» REQUIREMENT
Reproduce the records from the line containing "the flower petal" through the end of the records, both included, replacing "set a pin on it" with "place a marker on it" and leaving everything else unchanged. Omit the pictures from your answer.

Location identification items
** Begin **

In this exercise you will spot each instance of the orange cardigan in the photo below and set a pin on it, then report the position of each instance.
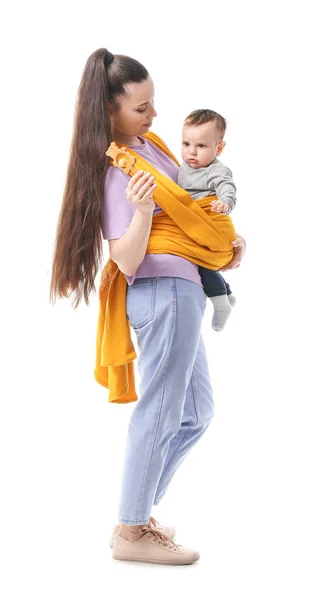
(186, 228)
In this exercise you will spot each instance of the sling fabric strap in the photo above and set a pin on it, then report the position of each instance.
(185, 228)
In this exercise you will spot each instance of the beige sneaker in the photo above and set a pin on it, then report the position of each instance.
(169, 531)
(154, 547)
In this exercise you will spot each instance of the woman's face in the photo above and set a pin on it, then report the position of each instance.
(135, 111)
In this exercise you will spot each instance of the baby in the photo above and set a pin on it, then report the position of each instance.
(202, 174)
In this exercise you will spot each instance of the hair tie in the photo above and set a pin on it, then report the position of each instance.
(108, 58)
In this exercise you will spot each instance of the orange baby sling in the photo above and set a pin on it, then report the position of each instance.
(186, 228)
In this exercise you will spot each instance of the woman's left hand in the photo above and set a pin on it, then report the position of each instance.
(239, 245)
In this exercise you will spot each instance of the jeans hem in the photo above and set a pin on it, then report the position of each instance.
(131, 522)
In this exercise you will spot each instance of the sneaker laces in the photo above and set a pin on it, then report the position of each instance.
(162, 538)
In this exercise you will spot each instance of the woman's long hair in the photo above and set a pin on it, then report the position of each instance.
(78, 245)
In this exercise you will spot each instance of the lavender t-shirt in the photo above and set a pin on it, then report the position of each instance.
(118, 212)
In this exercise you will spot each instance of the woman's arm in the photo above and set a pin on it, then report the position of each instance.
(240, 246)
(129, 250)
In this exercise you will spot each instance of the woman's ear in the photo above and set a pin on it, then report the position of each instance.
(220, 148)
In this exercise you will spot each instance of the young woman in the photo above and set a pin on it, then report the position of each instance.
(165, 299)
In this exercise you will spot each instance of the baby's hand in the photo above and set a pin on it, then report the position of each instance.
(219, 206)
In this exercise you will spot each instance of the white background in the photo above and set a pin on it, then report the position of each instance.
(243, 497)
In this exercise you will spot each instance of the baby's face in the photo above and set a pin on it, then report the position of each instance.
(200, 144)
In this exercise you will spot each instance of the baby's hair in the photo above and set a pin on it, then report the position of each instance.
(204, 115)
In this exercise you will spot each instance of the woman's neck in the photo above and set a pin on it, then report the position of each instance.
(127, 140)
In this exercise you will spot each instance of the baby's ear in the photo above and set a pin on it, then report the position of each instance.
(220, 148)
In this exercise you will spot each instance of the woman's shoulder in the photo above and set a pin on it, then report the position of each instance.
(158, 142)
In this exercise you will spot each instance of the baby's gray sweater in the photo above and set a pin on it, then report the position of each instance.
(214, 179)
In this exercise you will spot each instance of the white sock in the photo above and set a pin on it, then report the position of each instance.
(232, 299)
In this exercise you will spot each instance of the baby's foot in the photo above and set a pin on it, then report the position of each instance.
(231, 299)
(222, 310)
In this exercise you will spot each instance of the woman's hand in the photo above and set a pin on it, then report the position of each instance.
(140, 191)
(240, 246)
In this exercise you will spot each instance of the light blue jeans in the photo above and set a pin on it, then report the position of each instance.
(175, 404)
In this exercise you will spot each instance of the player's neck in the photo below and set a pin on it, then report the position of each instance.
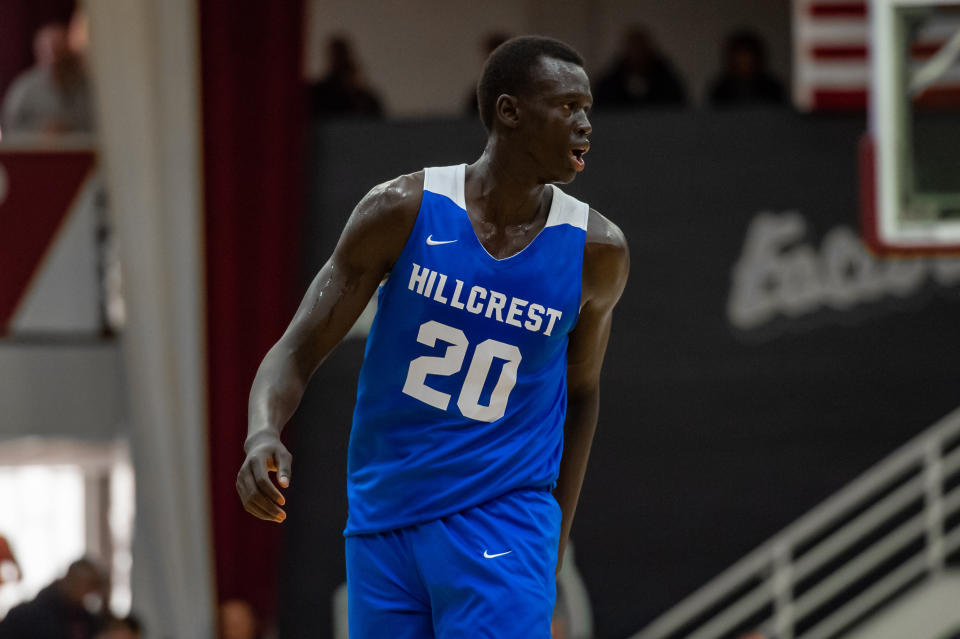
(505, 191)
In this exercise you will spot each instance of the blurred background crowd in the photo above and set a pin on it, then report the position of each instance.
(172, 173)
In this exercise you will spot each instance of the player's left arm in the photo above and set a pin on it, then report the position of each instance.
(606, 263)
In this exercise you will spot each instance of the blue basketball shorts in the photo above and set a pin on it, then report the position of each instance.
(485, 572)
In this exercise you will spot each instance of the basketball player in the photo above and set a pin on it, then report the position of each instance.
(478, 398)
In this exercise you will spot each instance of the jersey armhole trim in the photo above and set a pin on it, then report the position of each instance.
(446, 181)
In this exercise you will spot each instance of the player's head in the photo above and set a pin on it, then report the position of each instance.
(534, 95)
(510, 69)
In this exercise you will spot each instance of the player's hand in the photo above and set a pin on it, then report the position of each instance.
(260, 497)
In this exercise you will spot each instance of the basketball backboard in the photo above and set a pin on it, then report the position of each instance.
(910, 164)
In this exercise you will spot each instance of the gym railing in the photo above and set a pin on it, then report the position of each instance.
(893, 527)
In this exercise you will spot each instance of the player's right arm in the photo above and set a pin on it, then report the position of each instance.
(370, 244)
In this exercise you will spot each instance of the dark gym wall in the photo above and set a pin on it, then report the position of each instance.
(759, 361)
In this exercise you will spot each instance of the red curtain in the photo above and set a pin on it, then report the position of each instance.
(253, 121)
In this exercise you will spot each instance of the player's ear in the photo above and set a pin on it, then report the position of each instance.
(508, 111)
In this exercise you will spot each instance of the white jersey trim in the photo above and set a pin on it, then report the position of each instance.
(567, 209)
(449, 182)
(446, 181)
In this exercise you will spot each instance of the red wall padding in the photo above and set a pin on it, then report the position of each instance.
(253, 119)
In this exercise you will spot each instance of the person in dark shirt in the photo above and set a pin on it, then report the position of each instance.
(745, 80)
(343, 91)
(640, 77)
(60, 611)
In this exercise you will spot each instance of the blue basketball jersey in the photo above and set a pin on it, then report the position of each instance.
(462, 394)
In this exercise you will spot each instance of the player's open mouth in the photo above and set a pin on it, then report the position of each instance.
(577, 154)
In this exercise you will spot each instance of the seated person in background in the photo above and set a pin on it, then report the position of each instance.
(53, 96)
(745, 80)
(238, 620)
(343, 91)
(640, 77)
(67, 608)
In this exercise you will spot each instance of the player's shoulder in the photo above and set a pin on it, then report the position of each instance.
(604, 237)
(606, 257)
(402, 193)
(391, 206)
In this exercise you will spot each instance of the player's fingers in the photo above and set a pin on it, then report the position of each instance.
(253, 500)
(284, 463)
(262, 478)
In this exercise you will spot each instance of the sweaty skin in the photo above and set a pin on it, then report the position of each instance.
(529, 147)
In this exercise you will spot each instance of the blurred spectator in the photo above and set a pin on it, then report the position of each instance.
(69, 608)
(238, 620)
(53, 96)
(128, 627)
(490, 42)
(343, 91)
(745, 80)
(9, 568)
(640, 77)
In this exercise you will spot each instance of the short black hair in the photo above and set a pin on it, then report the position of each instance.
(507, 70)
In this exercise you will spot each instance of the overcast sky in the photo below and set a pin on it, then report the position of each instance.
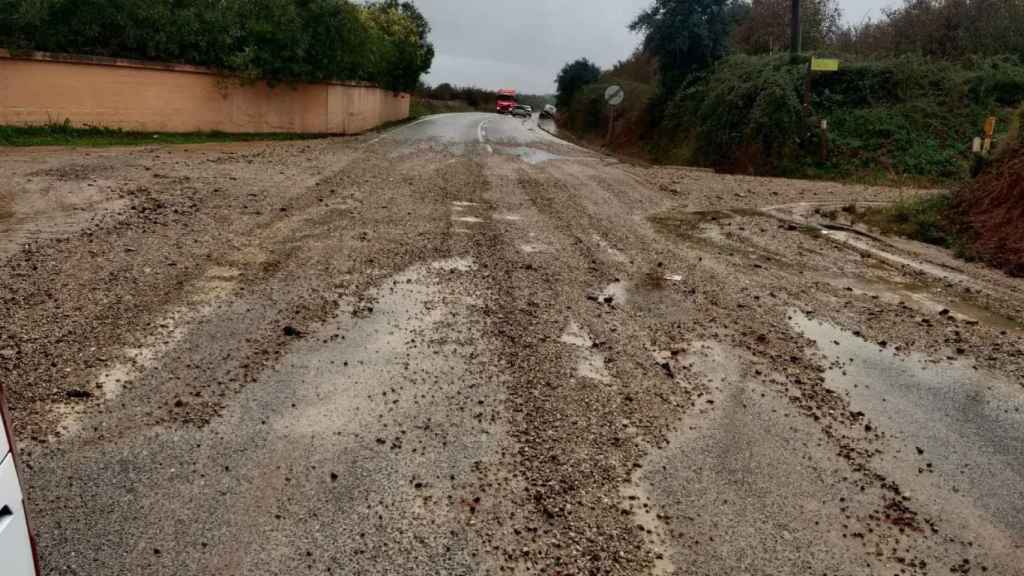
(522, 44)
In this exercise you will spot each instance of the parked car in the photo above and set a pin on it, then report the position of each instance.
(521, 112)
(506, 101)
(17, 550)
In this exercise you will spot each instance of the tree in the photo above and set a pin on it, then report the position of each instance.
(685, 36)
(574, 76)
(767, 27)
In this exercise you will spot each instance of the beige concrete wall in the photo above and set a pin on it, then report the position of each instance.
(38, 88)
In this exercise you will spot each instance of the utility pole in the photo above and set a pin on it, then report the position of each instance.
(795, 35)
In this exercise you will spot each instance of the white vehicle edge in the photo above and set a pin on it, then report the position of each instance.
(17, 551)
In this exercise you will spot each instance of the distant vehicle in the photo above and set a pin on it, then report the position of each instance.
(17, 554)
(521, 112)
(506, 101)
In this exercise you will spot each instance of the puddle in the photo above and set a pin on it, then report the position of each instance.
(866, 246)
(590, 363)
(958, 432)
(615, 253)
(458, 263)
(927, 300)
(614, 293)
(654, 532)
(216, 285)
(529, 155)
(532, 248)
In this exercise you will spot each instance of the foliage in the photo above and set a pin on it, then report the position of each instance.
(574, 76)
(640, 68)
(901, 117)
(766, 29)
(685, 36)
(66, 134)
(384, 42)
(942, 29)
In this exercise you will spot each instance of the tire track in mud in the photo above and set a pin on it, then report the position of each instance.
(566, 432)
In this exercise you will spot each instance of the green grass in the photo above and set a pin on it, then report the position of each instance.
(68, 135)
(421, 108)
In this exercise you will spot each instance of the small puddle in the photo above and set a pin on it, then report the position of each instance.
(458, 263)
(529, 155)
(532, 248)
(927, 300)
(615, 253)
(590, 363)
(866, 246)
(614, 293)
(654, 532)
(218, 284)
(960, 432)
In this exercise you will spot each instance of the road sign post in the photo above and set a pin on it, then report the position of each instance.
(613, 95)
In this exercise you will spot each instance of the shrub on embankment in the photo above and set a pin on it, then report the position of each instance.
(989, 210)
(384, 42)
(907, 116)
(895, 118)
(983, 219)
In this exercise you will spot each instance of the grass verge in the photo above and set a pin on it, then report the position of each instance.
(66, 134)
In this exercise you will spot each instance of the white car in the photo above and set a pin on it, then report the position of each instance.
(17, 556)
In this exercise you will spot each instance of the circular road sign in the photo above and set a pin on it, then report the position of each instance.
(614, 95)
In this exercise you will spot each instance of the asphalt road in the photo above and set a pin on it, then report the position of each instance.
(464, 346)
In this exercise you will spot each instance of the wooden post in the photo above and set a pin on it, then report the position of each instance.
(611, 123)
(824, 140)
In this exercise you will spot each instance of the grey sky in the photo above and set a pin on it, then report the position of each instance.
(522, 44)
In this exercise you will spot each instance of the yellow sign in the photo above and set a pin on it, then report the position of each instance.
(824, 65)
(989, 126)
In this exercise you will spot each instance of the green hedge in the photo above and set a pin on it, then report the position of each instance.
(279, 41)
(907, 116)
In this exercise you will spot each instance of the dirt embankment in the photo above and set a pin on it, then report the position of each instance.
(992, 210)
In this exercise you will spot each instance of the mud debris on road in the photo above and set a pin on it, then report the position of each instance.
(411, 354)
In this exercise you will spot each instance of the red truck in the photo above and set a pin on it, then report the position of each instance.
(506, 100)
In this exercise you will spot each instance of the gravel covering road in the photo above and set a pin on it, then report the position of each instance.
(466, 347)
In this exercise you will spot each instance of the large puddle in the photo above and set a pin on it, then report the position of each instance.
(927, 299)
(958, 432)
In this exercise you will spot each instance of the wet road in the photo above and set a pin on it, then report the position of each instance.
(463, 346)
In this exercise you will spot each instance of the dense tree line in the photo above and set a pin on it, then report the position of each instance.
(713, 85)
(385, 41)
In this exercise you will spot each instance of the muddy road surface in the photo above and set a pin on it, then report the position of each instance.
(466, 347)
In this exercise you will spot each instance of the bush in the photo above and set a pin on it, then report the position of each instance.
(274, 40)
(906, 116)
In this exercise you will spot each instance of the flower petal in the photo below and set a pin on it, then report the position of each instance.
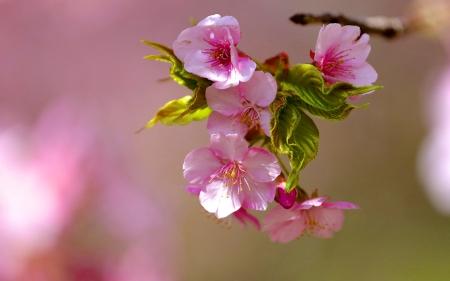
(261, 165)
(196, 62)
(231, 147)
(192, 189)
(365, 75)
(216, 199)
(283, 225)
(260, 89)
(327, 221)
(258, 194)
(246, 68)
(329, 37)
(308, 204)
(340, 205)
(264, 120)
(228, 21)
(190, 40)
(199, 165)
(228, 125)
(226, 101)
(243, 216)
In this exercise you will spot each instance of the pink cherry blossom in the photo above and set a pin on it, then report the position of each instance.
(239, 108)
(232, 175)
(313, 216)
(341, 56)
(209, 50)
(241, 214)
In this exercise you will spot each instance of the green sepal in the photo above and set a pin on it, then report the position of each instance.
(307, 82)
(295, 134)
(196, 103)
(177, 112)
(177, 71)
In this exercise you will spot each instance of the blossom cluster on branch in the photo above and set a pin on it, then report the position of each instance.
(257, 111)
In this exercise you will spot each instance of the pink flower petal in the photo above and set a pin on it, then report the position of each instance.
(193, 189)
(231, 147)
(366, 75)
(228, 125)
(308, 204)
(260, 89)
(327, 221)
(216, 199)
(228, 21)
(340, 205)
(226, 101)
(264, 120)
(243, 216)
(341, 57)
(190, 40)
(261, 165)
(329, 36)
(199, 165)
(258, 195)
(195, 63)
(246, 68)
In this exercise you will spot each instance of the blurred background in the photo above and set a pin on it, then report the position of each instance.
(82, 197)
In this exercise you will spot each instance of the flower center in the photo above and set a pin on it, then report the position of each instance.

** End **

» TASK RESULT
In this exercise you will spot each instance of the flower petal in the photo below and place a marker on it, then report the position of each instance.
(261, 165)
(196, 62)
(231, 147)
(192, 189)
(365, 75)
(216, 199)
(283, 225)
(260, 89)
(327, 221)
(258, 194)
(246, 68)
(329, 37)
(308, 204)
(340, 205)
(264, 120)
(228, 21)
(190, 40)
(199, 165)
(228, 125)
(226, 101)
(243, 216)
In this exercise you will spot each instance of the pink cherry blossom in the photo above and place a marker on it, then report the position of each instance.
(239, 108)
(232, 175)
(313, 216)
(341, 56)
(209, 50)
(241, 214)
In this exercise you will spot each instance of the green sepal in the photo above and place a marker on it, then report the position of each instance.
(307, 82)
(295, 134)
(196, 103)
(177, 112)
(177, 71)
In this exercise you will spot each instance of the blossom cluster on branch in the photo above and place a marker on it, then report the position of each instance.
(257, 111)
In this exercise you will spot each instance of the pink flower petal in the photo above and place a marker on it, then report the position of each instance.
(193, 189)
(231, 147)
(366, 75)
(228, 125)
(308, 204)
(260, 89)
(327, 221)
(216, 199)
(228, 21)
(340, 205)
(226, 101)
(264, 120)
(243, 216)
(341, 57)
(190, 40)
(261, 165)
(329, 36)
(199, 165)
(258, 195)
(195, 63)
(246, 68)
In this exercise you will spot each instance of the blurred background in the photo above and place a marker on it, then report the position of each instance.
(82, 197)
In this exercise you will spot each instance of the flower center in the photo above and place a marker on it, then report the position of each instance.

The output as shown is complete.